(Dataset records)
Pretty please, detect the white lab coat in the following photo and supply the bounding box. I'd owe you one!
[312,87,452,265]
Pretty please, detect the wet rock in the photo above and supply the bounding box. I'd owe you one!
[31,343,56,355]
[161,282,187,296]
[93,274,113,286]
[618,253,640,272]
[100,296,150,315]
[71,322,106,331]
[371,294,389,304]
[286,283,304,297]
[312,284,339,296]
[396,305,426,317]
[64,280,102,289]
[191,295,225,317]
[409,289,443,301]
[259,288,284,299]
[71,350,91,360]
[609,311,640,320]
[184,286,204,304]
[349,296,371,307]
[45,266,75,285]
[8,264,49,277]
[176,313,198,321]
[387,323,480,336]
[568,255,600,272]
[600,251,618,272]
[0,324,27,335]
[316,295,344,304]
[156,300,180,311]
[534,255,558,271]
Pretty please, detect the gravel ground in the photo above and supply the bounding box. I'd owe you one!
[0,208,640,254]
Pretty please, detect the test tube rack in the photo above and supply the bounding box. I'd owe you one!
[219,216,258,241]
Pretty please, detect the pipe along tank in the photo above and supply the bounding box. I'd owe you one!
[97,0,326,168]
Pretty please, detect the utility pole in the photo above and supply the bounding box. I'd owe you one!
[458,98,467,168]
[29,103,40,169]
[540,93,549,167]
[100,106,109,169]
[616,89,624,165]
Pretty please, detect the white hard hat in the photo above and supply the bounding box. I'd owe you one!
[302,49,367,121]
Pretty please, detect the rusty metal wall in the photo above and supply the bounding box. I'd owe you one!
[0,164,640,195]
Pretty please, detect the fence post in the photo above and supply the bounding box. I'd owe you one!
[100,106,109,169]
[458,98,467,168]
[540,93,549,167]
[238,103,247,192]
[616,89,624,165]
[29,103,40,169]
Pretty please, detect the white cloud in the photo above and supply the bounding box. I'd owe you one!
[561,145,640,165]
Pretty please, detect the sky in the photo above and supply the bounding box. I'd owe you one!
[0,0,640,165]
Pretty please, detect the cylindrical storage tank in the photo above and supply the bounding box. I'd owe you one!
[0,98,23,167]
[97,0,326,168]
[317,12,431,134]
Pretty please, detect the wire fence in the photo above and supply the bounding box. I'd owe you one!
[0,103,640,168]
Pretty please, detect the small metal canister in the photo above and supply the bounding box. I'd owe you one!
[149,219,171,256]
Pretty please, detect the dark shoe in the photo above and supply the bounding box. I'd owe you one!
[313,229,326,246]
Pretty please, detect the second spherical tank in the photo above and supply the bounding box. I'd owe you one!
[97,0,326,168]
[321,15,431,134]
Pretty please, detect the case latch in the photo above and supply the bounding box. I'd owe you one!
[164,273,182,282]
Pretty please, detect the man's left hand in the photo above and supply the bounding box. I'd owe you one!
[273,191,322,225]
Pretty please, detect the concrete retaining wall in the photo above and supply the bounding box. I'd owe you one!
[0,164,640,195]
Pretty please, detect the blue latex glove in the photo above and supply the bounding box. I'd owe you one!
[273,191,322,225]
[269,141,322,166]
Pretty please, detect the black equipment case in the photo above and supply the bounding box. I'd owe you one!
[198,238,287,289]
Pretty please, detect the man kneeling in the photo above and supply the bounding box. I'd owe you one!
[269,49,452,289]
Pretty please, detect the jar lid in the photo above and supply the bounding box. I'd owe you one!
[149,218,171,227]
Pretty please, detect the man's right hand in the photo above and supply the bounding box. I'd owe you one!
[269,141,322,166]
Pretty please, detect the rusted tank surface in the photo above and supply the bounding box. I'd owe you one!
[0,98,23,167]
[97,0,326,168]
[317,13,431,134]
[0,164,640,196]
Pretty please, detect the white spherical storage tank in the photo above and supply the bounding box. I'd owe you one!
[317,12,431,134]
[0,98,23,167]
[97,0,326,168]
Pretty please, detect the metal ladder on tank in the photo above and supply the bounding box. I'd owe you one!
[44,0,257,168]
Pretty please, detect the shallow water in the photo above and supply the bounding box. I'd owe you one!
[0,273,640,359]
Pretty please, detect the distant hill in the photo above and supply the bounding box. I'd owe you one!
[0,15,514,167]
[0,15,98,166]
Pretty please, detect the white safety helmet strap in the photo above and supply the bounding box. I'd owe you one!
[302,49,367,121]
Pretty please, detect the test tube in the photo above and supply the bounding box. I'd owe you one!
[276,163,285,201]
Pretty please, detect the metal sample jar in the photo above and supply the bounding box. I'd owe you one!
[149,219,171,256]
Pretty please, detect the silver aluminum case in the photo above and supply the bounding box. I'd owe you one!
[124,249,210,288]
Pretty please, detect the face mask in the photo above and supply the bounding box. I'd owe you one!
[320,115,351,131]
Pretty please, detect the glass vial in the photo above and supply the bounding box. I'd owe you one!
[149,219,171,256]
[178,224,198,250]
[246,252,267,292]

▶ _TASK TO CARRY OUT_
Please print all of the rows above again, keeping every line identical.

▶ _SOLUTION FOR THIS TASK_
Pretty please, detect the white lab coat in the following photo and supply the bounding box. I'd owe you one!
[312,87,452,265]
Pretty please, detect the wet rock in the photo above and supply the bounding box. I'd owe you one!
[31,343,56,355]
[161,282,187,296]
[93,274,113,286]
[618,253,640,272]
[100,296,150,315]
[71,322,106,331]
[371,294,389,304]
[286,283,304,297]
[312,284,339,296]
[396,305,426,317]
[64,280,102,289]
[191,295,225,317]
[409,289,443,301]
[259,288,284,299]
[71,350,91,360]
[609,311,640,320]
[184,286,204,304]
[349,296,371,307]
[45,266,75,285]
[8,264,49,277]
[176,313,198,321]
[387,323,480,336]
[568,255,600,272]
[600,251,618,272]
[0,324,27,335]
[316,295,344,304]
[156,300,180,311]
[534,255,558,271]
Pretty please, detect the gravel ground in the photo above and supply the bounding box. I'd owe you one!
[0,208,640,254]
Pretty please, detect the test tube rack in the photo above and supply the bounding box. I'd owe you one!
[219,216,258,241]
Pretty please, detect the pipe along tank in the photo above and supply the bounding box. I'd owe you one!
[97,0,326,168]
Pretty please, detect the utility pole in the photo above and supply the bounding box. I'd owe you one!
[458,98,467,168]
[29,103,40,169]
[540,93,549,167]
[100,106,109,169]
[616,89,624,165]
Pretty please, detect the white hard hat in the photo above and supply the bounding box. I'd owe you one!
[302,49,367,121]
Pretty please, detect the rusty metal wall in the photo above and supply the bounding box. I'd owe you one!
[0,164,640,195]
Pretty please, detect the fence post in the photo above and supply the bounding box. I'd owe you one!
[100,106,109,169]
[458,98,467,168]
[540,93,549,167]
[238,103,247,192]
[616,89,624,165]
[29,103,40,169]
Pretty please, detect the white cloud in the photo above and supply the bounding box. I'd owe you one!
[561,145,640,165]
Pretty please, detect the sky in the photo above and supply the bounding box. I'd owe you one!
[0,0,640,165]
Pretty please, detect the cylindrical storage tank in the photo above and supply the bounding box. I'd owe you one!
[0,98,23,167]
[97,0,326,168]
[317,12,431,134]
Pretty please, detect the wire fence in the photo above and supply the bounding box. I'd owe you one!
[0,103,640,168]
Pretty please, detect the small metal canister in the photo above and supply the bounding box. I'd owe you one!
[149,219,171,256]
Pretty please, detect the dark shoe in the photo above and supply the bounding box. I'd owe you one!
[313,229,326,246]
Pretty please, detect the second spherical tank in the photo above and supply the bounding box. I'd owe you one!
[97,0,326,168]
[321,15,431,134]
Pretty please, detect the case latch in the photo above and supply the bounding box. I'd owe you one!
[164,273,182,282]
Pretty please, detect the man's left hand in the photo above and supply the bounding box. I'd owe you one!
[273,191,322,225]
Pretty please, detect the concrete retaining wall in the photo above and supply the bounding box. I'd owe you one!
[0,164,640,195]
Pretty please, detect the blue latex glove in the photo above and supply the bounding box. I'd owe you one!
[273,191,322,225]
[269,141,322,166]
Pretty please, detect the black equipment case in the photo above and supply the bounding box. I'd owe you one!
[198,238,287,289]
Pretty please, detect the man kneeling in the photo above and supply the bounding box. I'd owe you one!
[269,49,452,289]
Pretty please, detect the jar lid in the photo above and supply the bounding box. I'd owe you one!
[149,218,171,227]
Pretty please, detect the man's right hand in the photo above and supply the bounding box. I'd owe you one!
[269,141,322,166]
Pretty please, detect the rusted tank surface in the photo above and supply the bounding box. I'd owe you one!
[0,98,23,167]
[97,0,326,168]
[317,13,431,134]
[0,164,640,196]
Pretty please, detect the white spherical storage tank in the photo above and supply the bounding box. I'd owe you one!
[317,12,431,134]
[0,98,23,167]
[97,0,326,168]
Pretty please, detect the metal ladder on tank in the photo above and supply the bounding box. I'd owe you one!
[44,0,257,168]
Pretty please, detect the shallow water in the photo above and supply the bounding box. I'd owe you one!
[0,273,640,359]
Pretty please, detect the distant hill in the photo above and supply the bounding box. I'd owe you one!
[0,15,514,167]
[0,15,98,166]
Pretty please, detect the white safety helmet strap in the photo above and supply the bounding box. I'd owe you one!
[302,49,367,121]
Pretty please, detect the test tube in the photo above and supply the bounding box. I'd owe you one!
[276,163,285,201]
Pretty please, detect the metal sample jar in the photo above and supply the bounding box. I'd owe you one!
[149,219,171,256]
Pretty please, detect the silver aluminum case in the photo above and supply the bounding box. I'd owe you one!
[124,249,210,288]
Pretty please, detect the face mask in the photo above and supply the bounding box. I'd owe you one!
[320,115,351,131]
Pretty please, detect the glass vial in the photo above and supply the bounding box. I'd owe you one!
[149,219,171,256]
[178,224,198,250]
[246,252,267,292]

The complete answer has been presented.